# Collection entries
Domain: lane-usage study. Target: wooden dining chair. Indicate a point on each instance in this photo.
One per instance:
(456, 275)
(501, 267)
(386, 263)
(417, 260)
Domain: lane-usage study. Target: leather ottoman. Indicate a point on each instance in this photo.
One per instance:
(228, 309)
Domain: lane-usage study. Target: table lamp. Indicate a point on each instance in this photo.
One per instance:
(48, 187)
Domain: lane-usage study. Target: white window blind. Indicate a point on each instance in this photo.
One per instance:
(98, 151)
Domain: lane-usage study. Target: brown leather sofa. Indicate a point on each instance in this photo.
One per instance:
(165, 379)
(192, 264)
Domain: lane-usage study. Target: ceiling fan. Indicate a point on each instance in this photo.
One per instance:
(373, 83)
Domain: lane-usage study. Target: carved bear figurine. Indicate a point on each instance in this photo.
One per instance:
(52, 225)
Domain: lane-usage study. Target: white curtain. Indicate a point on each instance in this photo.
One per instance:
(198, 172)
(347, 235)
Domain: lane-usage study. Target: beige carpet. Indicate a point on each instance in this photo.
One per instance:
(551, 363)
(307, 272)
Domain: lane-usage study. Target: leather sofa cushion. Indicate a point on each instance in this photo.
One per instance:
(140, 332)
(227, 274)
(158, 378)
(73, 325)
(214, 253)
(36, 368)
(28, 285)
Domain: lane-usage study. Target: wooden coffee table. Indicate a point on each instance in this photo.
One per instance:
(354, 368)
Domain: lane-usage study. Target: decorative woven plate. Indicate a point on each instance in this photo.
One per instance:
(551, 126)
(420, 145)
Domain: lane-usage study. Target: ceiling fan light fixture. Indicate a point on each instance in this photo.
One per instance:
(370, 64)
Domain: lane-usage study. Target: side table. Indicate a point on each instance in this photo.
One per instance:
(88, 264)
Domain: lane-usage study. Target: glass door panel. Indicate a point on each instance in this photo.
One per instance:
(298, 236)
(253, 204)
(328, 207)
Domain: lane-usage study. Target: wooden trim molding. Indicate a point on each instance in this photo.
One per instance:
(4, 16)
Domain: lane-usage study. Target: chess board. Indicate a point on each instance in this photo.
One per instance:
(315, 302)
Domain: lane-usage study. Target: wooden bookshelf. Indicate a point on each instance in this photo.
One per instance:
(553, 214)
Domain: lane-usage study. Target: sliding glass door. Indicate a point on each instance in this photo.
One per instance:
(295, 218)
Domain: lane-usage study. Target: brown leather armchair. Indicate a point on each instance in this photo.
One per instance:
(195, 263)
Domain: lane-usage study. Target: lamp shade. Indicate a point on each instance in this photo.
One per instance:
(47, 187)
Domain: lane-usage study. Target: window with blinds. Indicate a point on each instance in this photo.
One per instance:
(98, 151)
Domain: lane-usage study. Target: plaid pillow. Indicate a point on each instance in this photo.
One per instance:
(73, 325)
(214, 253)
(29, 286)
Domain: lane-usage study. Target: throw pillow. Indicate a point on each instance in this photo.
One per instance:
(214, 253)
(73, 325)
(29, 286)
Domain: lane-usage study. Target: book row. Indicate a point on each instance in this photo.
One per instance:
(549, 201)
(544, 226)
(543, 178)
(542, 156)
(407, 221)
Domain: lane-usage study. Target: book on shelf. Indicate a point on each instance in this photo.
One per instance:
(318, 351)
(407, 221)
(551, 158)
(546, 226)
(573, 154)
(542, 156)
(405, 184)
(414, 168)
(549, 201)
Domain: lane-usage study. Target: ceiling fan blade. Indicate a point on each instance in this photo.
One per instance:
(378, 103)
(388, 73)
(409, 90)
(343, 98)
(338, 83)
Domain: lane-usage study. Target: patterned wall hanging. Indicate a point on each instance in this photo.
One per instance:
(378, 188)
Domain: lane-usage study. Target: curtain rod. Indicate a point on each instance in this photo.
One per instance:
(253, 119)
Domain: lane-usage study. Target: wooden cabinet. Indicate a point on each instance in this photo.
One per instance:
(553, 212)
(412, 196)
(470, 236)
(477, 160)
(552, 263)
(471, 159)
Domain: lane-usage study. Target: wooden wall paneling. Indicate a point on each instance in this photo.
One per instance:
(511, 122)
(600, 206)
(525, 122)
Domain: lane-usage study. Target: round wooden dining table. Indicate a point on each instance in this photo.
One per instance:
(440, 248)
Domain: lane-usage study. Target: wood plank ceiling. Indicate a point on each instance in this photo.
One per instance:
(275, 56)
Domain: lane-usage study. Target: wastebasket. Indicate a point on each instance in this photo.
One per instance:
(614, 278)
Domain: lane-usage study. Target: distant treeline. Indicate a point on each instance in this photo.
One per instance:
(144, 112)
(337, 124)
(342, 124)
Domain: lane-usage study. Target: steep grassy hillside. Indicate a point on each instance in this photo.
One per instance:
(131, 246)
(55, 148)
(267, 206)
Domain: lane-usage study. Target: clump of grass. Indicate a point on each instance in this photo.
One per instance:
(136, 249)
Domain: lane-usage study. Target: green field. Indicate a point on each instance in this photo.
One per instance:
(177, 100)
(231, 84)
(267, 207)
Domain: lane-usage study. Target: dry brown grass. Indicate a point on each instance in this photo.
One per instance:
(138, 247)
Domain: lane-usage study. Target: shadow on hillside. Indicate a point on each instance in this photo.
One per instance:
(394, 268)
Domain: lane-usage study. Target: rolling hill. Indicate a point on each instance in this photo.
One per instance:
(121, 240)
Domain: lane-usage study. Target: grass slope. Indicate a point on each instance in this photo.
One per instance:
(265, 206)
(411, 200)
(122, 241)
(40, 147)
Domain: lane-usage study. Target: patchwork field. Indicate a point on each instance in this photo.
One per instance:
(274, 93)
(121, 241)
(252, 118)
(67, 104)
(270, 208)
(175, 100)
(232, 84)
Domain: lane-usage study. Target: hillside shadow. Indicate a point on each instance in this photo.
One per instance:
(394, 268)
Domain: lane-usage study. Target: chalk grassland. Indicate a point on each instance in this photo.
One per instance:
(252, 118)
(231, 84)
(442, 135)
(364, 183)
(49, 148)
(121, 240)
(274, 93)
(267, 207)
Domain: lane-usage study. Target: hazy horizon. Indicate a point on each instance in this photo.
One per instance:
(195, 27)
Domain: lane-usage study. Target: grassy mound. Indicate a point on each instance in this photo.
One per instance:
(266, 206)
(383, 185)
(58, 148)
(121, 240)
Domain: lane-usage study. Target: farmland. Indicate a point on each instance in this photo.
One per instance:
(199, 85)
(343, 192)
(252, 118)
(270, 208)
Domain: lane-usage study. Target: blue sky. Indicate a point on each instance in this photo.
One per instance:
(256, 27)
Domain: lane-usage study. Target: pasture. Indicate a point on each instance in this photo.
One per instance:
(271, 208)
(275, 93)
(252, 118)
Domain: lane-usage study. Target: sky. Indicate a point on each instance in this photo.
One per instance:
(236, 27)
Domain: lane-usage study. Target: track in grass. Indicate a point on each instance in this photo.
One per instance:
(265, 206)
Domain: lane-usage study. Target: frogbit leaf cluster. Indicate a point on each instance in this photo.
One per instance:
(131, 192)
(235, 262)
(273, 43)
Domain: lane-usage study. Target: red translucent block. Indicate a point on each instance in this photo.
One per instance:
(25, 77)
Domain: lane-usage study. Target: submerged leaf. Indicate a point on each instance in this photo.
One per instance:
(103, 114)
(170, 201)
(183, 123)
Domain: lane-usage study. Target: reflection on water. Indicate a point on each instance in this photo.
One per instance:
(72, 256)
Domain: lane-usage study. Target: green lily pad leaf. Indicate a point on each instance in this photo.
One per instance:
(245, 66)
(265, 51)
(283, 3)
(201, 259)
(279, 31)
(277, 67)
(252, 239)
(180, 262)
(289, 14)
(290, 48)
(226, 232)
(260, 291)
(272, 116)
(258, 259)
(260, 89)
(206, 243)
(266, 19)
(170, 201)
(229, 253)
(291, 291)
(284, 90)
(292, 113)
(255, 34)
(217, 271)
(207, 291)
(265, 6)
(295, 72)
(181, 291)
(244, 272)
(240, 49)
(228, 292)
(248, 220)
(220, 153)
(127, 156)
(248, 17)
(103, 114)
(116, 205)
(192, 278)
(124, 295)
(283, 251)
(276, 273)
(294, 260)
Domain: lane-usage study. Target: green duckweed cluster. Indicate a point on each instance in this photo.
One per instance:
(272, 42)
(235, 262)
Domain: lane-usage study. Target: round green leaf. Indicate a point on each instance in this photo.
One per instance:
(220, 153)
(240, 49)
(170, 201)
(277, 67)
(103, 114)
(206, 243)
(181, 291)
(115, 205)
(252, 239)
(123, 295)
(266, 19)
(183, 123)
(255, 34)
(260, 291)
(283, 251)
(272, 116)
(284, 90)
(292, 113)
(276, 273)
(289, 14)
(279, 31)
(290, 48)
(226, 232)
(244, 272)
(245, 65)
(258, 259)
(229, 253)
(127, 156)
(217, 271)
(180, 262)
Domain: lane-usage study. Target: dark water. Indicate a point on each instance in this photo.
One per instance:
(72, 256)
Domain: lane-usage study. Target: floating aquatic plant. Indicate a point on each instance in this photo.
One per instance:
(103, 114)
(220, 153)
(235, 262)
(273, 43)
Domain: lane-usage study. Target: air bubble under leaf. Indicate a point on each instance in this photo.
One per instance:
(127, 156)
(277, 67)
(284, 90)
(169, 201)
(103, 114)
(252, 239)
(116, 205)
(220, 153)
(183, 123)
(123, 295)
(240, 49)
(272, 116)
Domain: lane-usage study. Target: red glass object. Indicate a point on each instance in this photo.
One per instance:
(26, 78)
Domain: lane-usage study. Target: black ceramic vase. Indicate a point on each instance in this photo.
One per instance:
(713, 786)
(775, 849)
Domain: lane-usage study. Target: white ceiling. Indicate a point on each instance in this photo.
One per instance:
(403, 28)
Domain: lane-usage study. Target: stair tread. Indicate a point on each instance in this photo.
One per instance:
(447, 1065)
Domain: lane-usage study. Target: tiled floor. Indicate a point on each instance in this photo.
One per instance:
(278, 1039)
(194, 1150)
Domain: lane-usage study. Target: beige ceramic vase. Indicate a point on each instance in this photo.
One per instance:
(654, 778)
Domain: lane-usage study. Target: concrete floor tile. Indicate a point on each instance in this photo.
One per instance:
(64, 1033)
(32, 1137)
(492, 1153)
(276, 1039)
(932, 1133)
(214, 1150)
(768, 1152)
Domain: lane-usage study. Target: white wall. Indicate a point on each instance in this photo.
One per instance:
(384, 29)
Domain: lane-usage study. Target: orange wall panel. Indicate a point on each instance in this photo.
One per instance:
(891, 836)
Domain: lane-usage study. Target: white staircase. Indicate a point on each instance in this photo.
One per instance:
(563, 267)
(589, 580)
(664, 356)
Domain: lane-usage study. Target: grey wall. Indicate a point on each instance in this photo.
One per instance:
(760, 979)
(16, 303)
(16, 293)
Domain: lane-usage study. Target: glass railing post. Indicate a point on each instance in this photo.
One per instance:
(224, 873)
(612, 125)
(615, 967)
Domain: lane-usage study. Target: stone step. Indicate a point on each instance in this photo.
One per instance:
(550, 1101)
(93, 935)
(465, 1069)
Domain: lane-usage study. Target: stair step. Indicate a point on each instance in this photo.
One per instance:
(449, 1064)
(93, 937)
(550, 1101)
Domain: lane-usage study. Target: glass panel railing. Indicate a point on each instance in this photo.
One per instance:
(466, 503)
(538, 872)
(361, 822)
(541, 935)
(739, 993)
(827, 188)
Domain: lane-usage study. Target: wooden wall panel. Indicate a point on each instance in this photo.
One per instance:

# OBJECTIVE
Put the part of the data that opens with the line containing "Domain: lane-usage study. Target: stair tread." and closes with the line containing "(194, 1150)" into a Markdown table with the columns Row and Line. Number each line in Row and skip any blank lines.

# COMPLETED TASK
| Row | Line |
|---|---|
| 1 | Domain: lane-usage study. Target: stair tread. Indicate a point on each instance in this photo. |
| 2 | One per instance: |
| 3 | (447, 1065) |
| 4 | Domain: lane-usage study. Target: tiled floor. Indicate a point on each instance in this photo. |
| 5 | One per instance: |
| 6 | (278, 1039) |
| 7 | (194, 1150) |